▸ INPUT DATA

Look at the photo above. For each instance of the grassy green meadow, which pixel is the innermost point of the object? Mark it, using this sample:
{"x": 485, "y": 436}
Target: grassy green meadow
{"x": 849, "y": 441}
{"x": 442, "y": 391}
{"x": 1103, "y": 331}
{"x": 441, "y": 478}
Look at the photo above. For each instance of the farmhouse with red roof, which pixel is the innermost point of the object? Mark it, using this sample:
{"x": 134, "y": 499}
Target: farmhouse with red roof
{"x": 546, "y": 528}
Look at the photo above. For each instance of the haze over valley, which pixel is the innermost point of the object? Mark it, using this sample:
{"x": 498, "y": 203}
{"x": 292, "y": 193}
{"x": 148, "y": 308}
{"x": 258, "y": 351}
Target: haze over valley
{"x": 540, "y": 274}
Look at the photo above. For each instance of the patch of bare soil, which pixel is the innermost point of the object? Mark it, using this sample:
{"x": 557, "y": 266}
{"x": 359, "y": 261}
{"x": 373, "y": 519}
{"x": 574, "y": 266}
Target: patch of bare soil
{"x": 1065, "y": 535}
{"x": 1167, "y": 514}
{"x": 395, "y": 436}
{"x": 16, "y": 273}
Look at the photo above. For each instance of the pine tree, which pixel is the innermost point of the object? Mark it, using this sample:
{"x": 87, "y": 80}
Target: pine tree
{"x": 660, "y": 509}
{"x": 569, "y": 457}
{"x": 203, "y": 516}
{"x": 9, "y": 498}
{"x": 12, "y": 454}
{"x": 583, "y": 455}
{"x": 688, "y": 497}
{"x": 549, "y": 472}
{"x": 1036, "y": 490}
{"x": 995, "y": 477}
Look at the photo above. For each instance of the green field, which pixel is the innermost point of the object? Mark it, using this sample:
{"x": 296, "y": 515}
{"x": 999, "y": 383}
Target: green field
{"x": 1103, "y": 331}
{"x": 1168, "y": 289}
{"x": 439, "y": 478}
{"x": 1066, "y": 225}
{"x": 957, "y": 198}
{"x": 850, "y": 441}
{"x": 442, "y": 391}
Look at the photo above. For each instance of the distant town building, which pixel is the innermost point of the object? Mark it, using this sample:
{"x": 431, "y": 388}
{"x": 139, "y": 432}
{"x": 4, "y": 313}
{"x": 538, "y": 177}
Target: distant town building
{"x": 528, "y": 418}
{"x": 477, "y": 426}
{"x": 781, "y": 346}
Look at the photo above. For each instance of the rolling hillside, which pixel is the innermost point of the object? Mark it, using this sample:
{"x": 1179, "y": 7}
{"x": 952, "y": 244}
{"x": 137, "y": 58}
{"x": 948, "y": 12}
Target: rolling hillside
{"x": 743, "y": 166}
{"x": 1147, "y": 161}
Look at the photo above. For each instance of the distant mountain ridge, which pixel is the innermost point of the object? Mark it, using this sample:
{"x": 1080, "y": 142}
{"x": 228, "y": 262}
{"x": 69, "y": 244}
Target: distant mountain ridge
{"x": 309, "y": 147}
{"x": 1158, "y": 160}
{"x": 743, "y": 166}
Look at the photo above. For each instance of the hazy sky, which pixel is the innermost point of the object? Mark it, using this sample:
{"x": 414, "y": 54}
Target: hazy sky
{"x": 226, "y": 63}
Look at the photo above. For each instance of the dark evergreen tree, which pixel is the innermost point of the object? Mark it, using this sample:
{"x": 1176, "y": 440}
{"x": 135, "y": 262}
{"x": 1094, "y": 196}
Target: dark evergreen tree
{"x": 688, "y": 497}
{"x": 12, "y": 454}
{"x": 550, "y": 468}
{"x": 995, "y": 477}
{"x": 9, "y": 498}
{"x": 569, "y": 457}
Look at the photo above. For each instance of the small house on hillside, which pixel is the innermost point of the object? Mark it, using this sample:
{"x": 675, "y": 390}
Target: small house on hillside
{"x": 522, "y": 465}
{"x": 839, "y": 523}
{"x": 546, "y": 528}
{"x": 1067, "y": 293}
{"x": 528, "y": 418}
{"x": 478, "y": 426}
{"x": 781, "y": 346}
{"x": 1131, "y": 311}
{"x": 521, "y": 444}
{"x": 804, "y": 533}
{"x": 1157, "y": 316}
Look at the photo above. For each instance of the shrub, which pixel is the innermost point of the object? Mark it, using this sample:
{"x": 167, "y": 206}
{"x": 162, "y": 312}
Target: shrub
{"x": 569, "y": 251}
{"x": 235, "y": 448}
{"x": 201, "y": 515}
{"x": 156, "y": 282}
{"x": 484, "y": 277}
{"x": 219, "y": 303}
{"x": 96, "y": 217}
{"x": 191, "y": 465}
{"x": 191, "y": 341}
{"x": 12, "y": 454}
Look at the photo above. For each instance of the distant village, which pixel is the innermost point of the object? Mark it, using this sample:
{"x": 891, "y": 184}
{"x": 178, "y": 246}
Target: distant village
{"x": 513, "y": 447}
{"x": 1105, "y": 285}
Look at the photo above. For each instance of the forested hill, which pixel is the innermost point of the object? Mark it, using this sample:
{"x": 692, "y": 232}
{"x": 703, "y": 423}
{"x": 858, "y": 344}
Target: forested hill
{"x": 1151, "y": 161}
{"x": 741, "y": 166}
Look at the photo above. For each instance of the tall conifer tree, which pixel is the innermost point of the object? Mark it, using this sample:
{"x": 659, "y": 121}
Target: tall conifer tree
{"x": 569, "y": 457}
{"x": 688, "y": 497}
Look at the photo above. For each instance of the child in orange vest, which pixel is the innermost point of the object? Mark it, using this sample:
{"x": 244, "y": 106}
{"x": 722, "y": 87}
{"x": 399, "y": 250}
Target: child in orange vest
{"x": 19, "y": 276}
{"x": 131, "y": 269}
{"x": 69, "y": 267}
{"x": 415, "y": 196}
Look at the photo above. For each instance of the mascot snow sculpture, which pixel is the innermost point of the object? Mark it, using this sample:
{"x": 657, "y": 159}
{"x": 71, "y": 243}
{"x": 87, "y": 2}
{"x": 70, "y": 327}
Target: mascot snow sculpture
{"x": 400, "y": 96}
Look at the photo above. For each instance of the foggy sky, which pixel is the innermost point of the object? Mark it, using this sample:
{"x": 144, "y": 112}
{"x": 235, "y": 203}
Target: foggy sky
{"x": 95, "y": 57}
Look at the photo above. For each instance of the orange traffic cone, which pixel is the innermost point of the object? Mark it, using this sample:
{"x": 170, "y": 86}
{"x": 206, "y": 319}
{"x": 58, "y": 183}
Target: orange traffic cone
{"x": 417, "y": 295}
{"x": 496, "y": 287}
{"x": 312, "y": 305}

▸ ASSIGNMENT
Write all of the data above again, exactly as given.

▸ SOLUTION FOR THIS EXERCISE
Look at the photo above. For each instance of the grassy green meadow, which pixel is the innermost point of the object? Mark it, using this sample:
{"x": 485, "y": 436}
Target: grassy green meadow
{"x": 849, "y": 441}
{"x": 442, "y": 391}
{"x": 1103, "y": 331}
{"x": 441, "y": 478}
Look at the photo above. For each instance of the farmhouse with red roof, which pixel is the innermost point of the object? Mark it, using this sample:
{"x": 134, "y": 499}
Target: farmhouse with red roof
{"x": 546, "y": 528}
Look at the photo above. For each instance of the haze over valley, which pixel is the innermost point of the object? Mark it, using this sample:
{"x": 498, "y": 203}
{"x": 292, "y": 193}
{"x": 148, "y": 308}
{"x": 258, "y": 351}
Target: haze over valley
{"x": 540, "y": 274}
Look at the photo above. For each instance of the patch of bare soil, which pixel is the innermost point of the object? Mark it, using this sample:
{"x": 557, "y": 266}
{"x": 359, "y": 261}
{"x": 373, "y": 519}
{"x": 574, "y": 266}
Target: patch of bare soil
{"x": 1065, "y": 535}
{"x": 1167, "y": 514}
{"x": 395, "y": 436}
{"x": 16, "y": 273}
Look at the photo above. For each instance of the pine tree, which pixel is the innermost point of the object? Mark it, using this sample:
{"x": 87, "y": 80}
Target: pine tree
{"x": 660, "y": 509}
{"x": 569, "y": 457}
{"x": 203, "y": 516}
{"x": 9, "y": 498}
{"x": 12, "y": 454}
{"x": 583, "y": 455}
{"x": 688, "y": 497}
{"x": 549, "y": 472}
{"x": 1036, "y": 490}
{"x": 995, "y": 477}
Look at the photo above. For each instance of the green field, which pixel is the innermost point of the object? Mark it, using this sample:
{"x": 296, "y": 515}
{"x": 999, "y": 383}
Target: green field
{"x": 1103, "y": 331}
{"x": 1168, "y": 289}
{"x": 439, "y": 478}
{"x": 1066, "y": 225}
{"x": 957, "y": 198}
{"x": 850, "y": 441}
{"x": 442, "y": 391}
Look at the photo above. For each instance of the distant town building, which pixel is the innermost point of the object? Mark it, using this sample:
{"x": 431, "y": 388}
{"x": 139, "y": 432}
{"x": 4, "y": 313}
{"x": 538, "y": 177}
Target: distant town building
{"x": 528, "y": 418}
{"x": 477, "y": 426}
{"x": 781, "y": 346}
Look at the photo above. For each instance of the rolling hillside, which pixel is the innermost point of the object? Mark it, using this sample:
{"x": 1179, "y": 7}
{"x": 952, "y": 244}
{"x": 137, "y": 58}
{"x": 948, "y": 12}
Target: rolling hillside
{"x": 743, "y": 166}
{"x": 1147, "y": 161}
Look at the photo above. For each instance of the distant mountain ridge, which pixel is the innermost point of the object? Mark it, using this sample:
{"x": 1080, "y": 142}
{"x": 228, "y": 262}
{"x": 69, "y": 244}
Target: distant mountain ridge
{"x": 309, "y": 147}
{"x": 1158, "y": 160}
{"x": 743, "y": 166}
Look at the photo above. For each instance of the hazy sky, which pixel is the innermost point of the object? Mark it, using this sample:
{"x": 414, "y": 54}
Target: hazy sky
{"x": 226, "y": 63}
Look at the photo above. For each instance of the dark evergreen tree, which pixel is the innermost point of the object? Mark it, using this sample:
{"x": 1176, "y": 440}
{"x": 135, "y": 262}
{"x": 1094, "y": 196}
Target: dark evergreen tree
{"x": 688, "y": 497}
{"x": 12, "y": 454}
{"x": 550, "y": 468}
{"x": 995, "y": 477}
{"x": 9, "y": 498}
{"x": 569, "y": 457}
Look at the photo above. For each instance of the small house on hillside, which pixel is the innermost point of the object? Mark it, using this sample:
{"x": 675, "y": 390}
Target: small house on hillside
{"x": 522, "y": 465}
{"x": 839, "y": 523}
{"x": 546, "y": 528}
{"x": 1067, "y": 293}
{"x": 528, "y": 418}
{"x": 478, "y": 426}
{"x": 781, "y": 346}
{"x": 1131, "y": 311}
{"x": 521, "y": 444}
{"x": 804, "y": 533}
{"x": 1157, "y": 316}
Look at the photo above. For each instance of the shrub, which pixel is the innermost point of the object? Mark it, using this sample:
{"x": 167, "y": 206}
{"x": 162, "y": 312}
Target: shrub
{"x": 569, "y": 251}
{"x": 235, "y": 448}
{"x": 201, "y": 515}
{"x": 156, "y": 282}
{"x": 484, "y": 277}
{"x": 219, "y": 303}
{"x": 96, "y": 217}
{"x": 191, "y": 465}
{"x": 191, "y": 341}
{"x": 12, "y": 454}
Look at the photo above. For each instance of the distant village, which pixel is the innermost point of the object? Mark it, using this sample:
{"x": 891, "y": 184}
{"x": 178, "y": 246}
Target: distant village
{"x": 513, "y": 447}
{"x": 1105, "y": 285}
Look at the photo above. For each instance of the forested hill, which pixel is the innermost point of the object? Mark it, using this sample:
{"x": 692, "y": 232}
{"x": 703, "y": 423}
{"x": 858, "y": 344}
Target: forested hill
{"x": 1151, "y": 161}
{"x": 741, "y": 166}
Look at the photo above. For each instance of the tall conifer tree, which pixel is the innermost point of the object? Mark it, using this sample:
{"x": 659, "y": 121}
Target: tall conifer tree
{"x": 569, "y": 457}
{"x": 688, "y": 497}
Look at the photo above. For each instance of the child in orange vest, which pixel is the innermost point of the object? Mark it, using this sample:
{"x": 244, "y": 106}
{"x": 722, "y": 87}
{"x": 399, "y": 250}
Target: child in orange vest
{"x": 19, "y": 276}
{"x": 131, "y": 269}
{"x": 69, "y": 267}
{"x": 415, "y": 196}
Look at the photo above. For each instance of the mascot snow sculpture, which pixel is the innermost point of the object? Mark it, using this sample:
{"x": 657, "y": 159}
{"x": 71, "y": 243}
{"x": 87, "y": 2}
{"x": 70, "y": 327}
Target: mascot snow sculpture
{"x": 400, "y": 96}
Look at the photo above. For each instance of the foggy sky, which pixel is the innermost point of the object? Mark it, using this sample:
{"x": 144, "y": 112}
{"x": 235, "y": 203}
Target: foggy sky
{"x": 95, "y": 57}
Look at the photo above. For each instance of the orange traffic cone, which pixel is the innermost point of the object? Mark it, using this sample:
{"x": 170, "y": 86}
{"x": 206, "y": 319}
{"x": 58, "y": 183}
Target: orange traffic cone
{"x": 417, "y": 295}
{"x": 496, "y": 287}
{"x": 312, "y": 305}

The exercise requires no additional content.